■ **What the task asks**: Repeat what the lines below say, word for word, and skip every image.

■ **Records provided**:
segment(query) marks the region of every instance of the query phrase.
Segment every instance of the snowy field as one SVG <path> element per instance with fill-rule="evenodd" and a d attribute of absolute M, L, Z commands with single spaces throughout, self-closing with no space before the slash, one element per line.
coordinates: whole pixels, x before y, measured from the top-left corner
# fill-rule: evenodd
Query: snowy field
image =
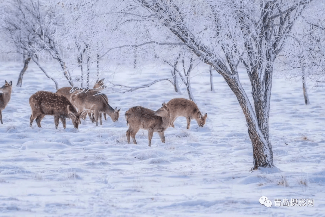
<path fill-rule="evenodd" d="M 207 66 L 194 71 L 198 75 L 191 80 L 199 108 L 208 113 L 206 124 L 199 128 L 192 120 L 187 130 L 185 118 L 179 117 L 175 128 L 165 132 L 166 143 L 154 133 L 151 147 L 142 130 L 136 135 L 138 145 L 127 144 L 124 113 L 135 106 L 155 110 L 164 101 L 188 98 L 169 82 L 124 94 L 105 90 L 112 107 L 121 108 L 117 122 L 108 116 L 96 127 L 87 119 L 77 130 L 69 120 L 66 129 L 60 122 L 56 130 L 53 117 L 47 116 L 42 128 L 35 122 L 31 128 L 29 97 L 38 90 L 56 90 L 33 63 L 22 87 L 16 86 L 22 67 L 0 64 L 0 85 L 5 80 L 13 83 L 0 125 L 2 217 L 325 216 L 321 86 L 309 84 L 311 104 L 306 106 L 301 81 L 274 78 L 269 125 L 276 168 L 252 172 L 252 145 L 242 111 L 220 75 L 214 78 L 215 92 L 210 91 Z M 58 74 L 56 68 L 46 68 Z M 120 66 L 100 78 L 109 86 L 108 81 L 138 86 L 170 77 L 169 70 Z M 249 81 L 240 75 L 250 93 Z M 64 78 L 58 82 L 60 87 L 68 86 Z M 270 208 L 260 205 L 262 196 L 272 202 Z M 285 199 L 294 203 L 284 205 Z M 295 206 L 294 199 L 305 203 Z M 307 199 L 314 199 L 313 206 Z"/>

■ **Response**:
segment(query) marks the region of every instance of the query phrase.
Segment every instance of the snowy field as one SVG <path> element per instance with fill-rule="evenodd" and a d attribute of absolute M, L, Z commands with single spaces throughout, self-closing with no space before the slash, one element per line.
coordinates: whole pixels, x before y, measured from the top-left corner
# fill-rule: evenodd
Query: snowy field
image =
<path fill-rule="evenodd" d="M 207 66 L 194 71 L 198 75 L 191 80 L 199 108 L 208 113 L 206 124 L 199 128 L 192 120 L 187 130 L 185 118 L 179 117 L 175 128 L 165 132 L 166 143 L 154 133 L 151 147 L 142 130 L 136 135 L 138 145 L 127 144 L 124 113 L 135 106 L 155 110 L 164 101 L 188 98 L 169 82 L 124 94 L 105 90 L 112 107 L 121 108 L 117 122 L 108 116 L 96 127 L 87 119 L 77 130 L 69 120 L 66 129 L 60 122 L 56 130 L 53 117 L 47 116 L 42 128 L 35 122 L 31 128 L 29 97 L 38 90 L 56 90 L 33 63 L 22 87 L 16 86 L 22 67 L 0 64 L 0 85 L 5 80 L 13 83 L 0 125 L 2 217 L 325 216 L 321 86 L 309 84 L 311 104 L 306 106 L 301 81 L 274 78 L 269 125 L 276 168 L 252 172 L 252 145 L 242 111 L 220 75 L 214 78 L 215 92 L 210 91 Z M 58 74 L 56 68 L 46 68 Z M 120 66 L 100 78 L 109 86 L 108 81 L 138 86 L 170 77 L 169 70 Z M 249 81 L 240 75 L 250 93 Z M 64 78 L 58 82 L 60 87 L 68 86 Z M 270 208 L 260 205 L 262 196 L 272 202 Z M 285 199 L 294 203 L 284 205 Z M 295 206 L 294 199 L 305 203 Z M 307 199 L 314 199 L 313 206 Z"/>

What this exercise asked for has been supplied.